[WHAT IS EXPECTED] In the lines from the one containing "face, one point per instance in this photo." through the end of the lines, change "watch face" to "clock face" and give back only those lines, otherwise unchanged.

[DATA RECORDS]
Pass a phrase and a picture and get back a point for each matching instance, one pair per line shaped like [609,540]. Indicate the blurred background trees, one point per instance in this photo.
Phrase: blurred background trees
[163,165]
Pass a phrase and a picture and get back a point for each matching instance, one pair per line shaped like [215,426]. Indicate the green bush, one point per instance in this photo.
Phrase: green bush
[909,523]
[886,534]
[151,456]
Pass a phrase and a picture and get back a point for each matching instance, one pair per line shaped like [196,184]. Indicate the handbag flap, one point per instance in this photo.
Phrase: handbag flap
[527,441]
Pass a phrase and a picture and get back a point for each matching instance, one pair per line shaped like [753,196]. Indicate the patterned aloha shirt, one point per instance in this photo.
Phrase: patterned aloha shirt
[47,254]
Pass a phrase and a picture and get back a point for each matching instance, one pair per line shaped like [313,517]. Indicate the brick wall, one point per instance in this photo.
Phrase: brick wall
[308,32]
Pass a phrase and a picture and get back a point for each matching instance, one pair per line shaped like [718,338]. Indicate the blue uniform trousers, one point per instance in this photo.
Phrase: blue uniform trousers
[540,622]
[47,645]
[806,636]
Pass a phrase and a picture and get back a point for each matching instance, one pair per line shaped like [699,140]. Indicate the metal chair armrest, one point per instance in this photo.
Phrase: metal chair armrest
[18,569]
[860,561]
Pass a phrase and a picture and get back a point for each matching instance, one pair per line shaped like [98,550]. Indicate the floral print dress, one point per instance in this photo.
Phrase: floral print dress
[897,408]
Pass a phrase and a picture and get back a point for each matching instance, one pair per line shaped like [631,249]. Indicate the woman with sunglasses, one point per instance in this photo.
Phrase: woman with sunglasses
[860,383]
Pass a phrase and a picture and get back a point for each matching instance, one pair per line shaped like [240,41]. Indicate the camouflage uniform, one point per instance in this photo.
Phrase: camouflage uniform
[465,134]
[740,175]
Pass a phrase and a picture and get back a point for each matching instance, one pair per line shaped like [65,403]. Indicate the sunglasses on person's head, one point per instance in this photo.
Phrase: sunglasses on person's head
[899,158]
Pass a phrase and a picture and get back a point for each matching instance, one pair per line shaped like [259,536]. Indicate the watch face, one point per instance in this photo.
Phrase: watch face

[TASK RESULT]
Pass a phrase and a picture and get back a point for each matching instance, one pair per line shaped like [259,536]. Indicate the clock face, one point per instance in this photo.
Phrase: clock face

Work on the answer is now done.